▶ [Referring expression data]
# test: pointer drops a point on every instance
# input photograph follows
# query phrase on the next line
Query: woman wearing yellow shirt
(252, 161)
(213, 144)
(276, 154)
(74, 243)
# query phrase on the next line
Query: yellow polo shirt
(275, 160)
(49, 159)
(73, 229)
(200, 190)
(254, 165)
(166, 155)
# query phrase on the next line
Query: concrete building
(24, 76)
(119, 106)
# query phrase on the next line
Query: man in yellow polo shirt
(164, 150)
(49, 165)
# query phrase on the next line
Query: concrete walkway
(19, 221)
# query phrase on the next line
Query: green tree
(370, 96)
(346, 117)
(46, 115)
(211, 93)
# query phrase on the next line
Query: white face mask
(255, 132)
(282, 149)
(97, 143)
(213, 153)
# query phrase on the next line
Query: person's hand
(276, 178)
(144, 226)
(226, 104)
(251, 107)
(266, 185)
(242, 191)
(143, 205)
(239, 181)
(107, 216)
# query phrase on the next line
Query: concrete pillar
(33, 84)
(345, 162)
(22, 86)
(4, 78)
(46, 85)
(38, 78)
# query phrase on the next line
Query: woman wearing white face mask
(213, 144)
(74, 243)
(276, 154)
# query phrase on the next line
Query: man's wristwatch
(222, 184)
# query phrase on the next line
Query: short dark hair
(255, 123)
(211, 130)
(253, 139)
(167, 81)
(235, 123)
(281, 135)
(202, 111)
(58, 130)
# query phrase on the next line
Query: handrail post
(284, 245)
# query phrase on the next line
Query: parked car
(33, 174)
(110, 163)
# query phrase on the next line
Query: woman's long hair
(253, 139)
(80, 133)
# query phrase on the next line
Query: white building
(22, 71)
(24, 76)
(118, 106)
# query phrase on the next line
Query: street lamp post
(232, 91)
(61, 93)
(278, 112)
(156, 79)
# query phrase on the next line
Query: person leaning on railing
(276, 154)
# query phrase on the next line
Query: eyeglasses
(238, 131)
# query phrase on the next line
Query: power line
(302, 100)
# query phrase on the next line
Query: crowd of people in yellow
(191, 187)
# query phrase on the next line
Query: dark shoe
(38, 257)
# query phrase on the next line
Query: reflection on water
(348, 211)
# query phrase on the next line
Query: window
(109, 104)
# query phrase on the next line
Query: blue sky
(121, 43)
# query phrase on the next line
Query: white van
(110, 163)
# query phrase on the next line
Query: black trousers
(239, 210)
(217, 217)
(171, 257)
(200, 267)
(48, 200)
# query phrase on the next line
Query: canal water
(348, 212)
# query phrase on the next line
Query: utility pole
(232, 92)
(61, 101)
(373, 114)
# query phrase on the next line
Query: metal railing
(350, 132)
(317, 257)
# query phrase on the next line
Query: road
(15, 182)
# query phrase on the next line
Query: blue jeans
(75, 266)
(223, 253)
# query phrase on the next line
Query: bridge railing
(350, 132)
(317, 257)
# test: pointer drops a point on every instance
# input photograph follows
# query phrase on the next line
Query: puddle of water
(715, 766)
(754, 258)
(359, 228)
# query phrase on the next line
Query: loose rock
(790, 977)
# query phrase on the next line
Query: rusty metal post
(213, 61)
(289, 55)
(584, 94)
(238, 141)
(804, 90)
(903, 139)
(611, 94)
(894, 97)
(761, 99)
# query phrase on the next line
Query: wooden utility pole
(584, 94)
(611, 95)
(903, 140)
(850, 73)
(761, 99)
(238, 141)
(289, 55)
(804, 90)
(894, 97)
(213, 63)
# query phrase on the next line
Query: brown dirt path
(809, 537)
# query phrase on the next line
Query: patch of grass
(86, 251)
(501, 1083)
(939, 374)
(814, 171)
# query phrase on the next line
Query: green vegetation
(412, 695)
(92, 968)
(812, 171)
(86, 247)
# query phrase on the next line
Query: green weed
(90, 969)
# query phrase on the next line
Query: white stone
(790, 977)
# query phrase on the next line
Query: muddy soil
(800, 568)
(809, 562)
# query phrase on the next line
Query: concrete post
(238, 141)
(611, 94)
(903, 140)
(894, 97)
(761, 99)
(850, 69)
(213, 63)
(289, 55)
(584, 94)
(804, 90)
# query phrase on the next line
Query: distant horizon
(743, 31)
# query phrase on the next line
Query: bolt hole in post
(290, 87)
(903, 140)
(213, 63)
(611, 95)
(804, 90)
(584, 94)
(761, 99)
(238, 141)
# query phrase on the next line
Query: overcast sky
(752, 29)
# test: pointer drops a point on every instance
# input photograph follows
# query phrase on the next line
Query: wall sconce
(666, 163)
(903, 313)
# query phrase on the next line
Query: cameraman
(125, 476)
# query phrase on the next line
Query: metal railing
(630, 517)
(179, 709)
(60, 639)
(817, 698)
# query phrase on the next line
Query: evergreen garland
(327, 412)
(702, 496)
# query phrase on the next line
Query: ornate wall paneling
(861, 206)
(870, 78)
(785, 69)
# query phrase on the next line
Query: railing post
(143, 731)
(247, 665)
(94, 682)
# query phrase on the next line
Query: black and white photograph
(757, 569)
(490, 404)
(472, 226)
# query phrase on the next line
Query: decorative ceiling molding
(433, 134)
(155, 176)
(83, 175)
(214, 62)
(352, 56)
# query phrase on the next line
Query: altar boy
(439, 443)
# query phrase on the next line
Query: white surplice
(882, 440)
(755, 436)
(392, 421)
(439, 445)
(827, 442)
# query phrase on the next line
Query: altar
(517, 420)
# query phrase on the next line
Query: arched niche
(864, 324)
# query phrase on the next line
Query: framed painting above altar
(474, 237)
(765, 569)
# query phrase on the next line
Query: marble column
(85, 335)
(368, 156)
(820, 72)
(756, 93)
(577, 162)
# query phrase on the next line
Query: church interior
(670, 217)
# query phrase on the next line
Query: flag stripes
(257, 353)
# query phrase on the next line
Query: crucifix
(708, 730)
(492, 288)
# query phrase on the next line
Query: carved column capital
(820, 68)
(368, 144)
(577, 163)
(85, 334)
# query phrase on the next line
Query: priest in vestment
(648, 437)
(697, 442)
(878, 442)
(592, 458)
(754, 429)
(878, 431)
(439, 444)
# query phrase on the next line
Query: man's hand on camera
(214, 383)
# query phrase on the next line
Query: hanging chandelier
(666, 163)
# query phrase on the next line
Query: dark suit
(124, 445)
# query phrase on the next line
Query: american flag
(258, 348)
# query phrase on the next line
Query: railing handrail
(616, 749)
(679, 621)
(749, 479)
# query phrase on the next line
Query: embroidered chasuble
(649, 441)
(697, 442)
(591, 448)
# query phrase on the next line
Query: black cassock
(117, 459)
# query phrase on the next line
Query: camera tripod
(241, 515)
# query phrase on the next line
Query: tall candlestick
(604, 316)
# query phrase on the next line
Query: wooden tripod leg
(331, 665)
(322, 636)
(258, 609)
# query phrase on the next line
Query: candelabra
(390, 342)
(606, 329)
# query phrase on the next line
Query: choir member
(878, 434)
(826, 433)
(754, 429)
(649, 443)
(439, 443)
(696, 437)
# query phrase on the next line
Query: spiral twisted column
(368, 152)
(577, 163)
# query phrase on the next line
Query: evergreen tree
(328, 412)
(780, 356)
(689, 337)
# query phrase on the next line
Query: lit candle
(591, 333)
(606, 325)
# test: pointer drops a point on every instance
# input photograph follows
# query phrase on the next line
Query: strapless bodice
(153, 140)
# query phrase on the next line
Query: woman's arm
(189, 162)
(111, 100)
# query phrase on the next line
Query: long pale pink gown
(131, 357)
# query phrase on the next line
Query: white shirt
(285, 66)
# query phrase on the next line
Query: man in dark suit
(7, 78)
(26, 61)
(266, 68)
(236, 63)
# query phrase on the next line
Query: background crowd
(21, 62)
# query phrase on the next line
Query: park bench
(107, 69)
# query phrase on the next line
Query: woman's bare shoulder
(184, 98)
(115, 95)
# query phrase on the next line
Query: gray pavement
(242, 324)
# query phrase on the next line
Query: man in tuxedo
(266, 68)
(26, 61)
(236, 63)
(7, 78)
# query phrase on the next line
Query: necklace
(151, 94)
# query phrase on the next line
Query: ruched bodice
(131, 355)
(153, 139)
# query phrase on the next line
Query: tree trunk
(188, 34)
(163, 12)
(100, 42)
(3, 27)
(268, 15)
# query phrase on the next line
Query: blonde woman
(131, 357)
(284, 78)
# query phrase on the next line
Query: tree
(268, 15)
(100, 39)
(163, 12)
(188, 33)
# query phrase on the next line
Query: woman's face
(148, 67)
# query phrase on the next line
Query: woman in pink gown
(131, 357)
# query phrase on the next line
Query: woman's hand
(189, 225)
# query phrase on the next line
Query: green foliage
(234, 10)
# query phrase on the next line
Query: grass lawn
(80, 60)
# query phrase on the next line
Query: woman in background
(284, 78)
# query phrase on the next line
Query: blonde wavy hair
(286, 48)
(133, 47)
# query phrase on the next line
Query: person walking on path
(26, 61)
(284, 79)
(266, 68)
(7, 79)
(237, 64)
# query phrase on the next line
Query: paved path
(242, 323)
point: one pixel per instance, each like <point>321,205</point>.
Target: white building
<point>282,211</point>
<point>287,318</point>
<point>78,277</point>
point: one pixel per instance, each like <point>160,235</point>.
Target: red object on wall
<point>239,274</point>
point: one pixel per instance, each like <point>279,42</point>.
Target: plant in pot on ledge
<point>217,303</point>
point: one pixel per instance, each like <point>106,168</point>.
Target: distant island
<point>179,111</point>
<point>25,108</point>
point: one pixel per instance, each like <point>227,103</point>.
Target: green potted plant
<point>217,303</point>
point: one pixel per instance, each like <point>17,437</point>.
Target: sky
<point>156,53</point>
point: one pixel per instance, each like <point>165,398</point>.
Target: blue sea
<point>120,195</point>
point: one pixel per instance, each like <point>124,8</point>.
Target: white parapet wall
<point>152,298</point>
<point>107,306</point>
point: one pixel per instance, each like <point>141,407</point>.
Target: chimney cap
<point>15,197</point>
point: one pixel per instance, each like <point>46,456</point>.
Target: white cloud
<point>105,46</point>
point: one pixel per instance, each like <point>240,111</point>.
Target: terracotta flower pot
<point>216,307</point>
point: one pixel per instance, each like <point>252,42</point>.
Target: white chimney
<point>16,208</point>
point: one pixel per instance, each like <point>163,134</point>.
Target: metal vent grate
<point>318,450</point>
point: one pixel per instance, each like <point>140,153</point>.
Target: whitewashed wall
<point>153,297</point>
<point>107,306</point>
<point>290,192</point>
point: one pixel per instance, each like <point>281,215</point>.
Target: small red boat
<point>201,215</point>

▶ [Action item]
Set out, exactly as written, the lines from the line with "Target: white parapet wall" to the last line of the records, inclusive, and only those lines.

▶ [Finished exercise]
Target: white parapet wall
<point>152,298</point>
<point>107,306</point>
point: one pixel per instance, each like <point>141,407</point>.
Target: chimney cap
<point>15,197</point>
point: one pixel per instance, each like <point>46,456</point>.
Target: white cloud
<point>105,46</point>
point: one pixel per instance, each like <point>240,111</point>.
Target: terracotta flower pot
<point>216,307</point>
point: one pixel per instance, each like <point>252,42</point>.
Target: white chimney
<point>16,208</point>
point: one pixel per instance, each like <point>163,134</point>.
Target: metal vent grate
<point>318,450</point>
point: one pixel per instance, each like <point>140,153</point>.
Target: whitewashed wall
<point>153,297</point>
<point>107,306</point>
<point>290,192</point>
point: one pixel per instance, each like <point>281,215</point>.
Target: small red boat
<point>201,215</point>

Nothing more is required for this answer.